BRIEF DESCRIPTION OF THE DRAWINGS
[0008] The accompanying drawings, which are incorporated in and
constitute a part of this specification, illustrate embodiments
consistent with the invention and, together with the description,
serve to explain the principles of the invention.
[0009] FIG. 1 is a flowchart of a method for controlling a
balancing transporter, according to an exemplary embodiment.
[0010] FIG. 2A is a flowchart of a method for controlling a
balancing transporter, according to an exemplary embodiment.
[0011] FIG. 2B is a schematic diagram illustrating a prompt
generated by a balancing transporter, according to an exemplary
embodiment.
[0012] FIG. 2C is a flowchart of a method for controlling a
balancing transporter, according to an exemplary embodiment.
[0013] FIG. 2D is a schematic diagram illustrating an
implementation of a method for controlling a balancing transporter,
according to an exemplary embodiment.
[0014] FIG. 3 is a block diagram of a device for controlling a
balancing transporter, according to an exemplary embodiment.
[0015] FIG. 4 is a block diagram of a device for controlling a
balancing transporter, according to an exemplary embodiment.
[0016] FIG. 5 is a block diagram of a device for controlling a
balancing transporter, according to an exemplary embodiment.
DETAILED DESCRIPTION
[0017] Reference will now be made in detail to exemplary
embodiments, examples of which are illustrated in the accompanying
drawings. The following description refers to the accompanying
drawings in which same numbers in different drawings represent same
or similar elements unless otherwise described. The implementations
set forth in the following description of exemplary embodiments do
not represent all implementations consistent with the present
disclosure. Instead, they are merely examples of devices and
methods consistent with aspects related to the invention as recited
in the appended claims.

DATA SHOWN
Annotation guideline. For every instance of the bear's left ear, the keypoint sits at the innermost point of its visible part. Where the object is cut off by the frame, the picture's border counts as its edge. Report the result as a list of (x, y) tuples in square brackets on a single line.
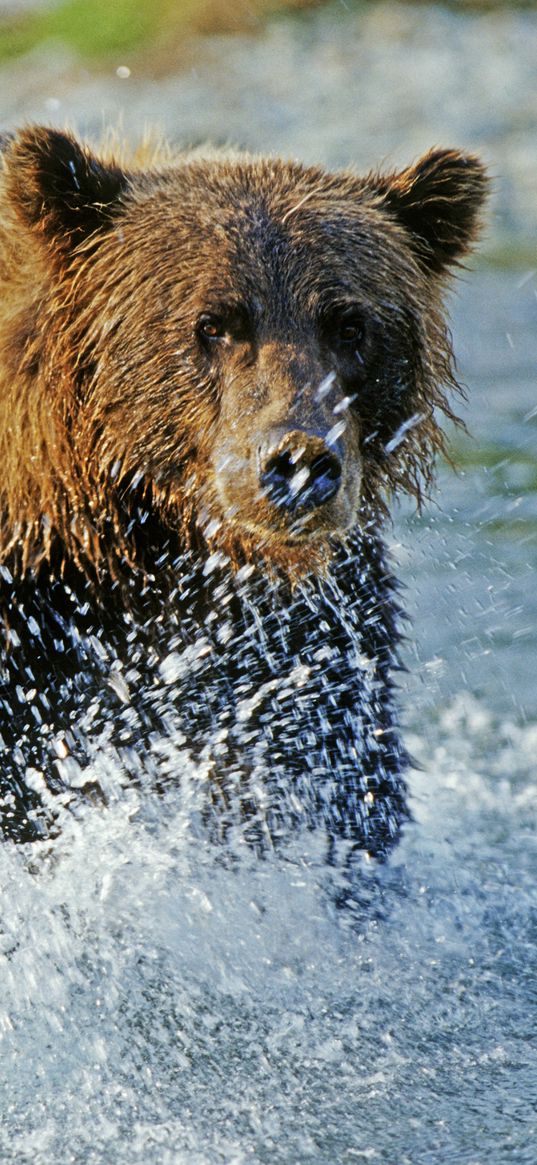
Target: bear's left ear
[(438, 200), (59, 188)]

EXERCISE GOAL
Which figures does the patent excerpt above describe as flowcharts?

CORRECT RESULT
FIG. 1, FIG. 2A, and FIG. 2C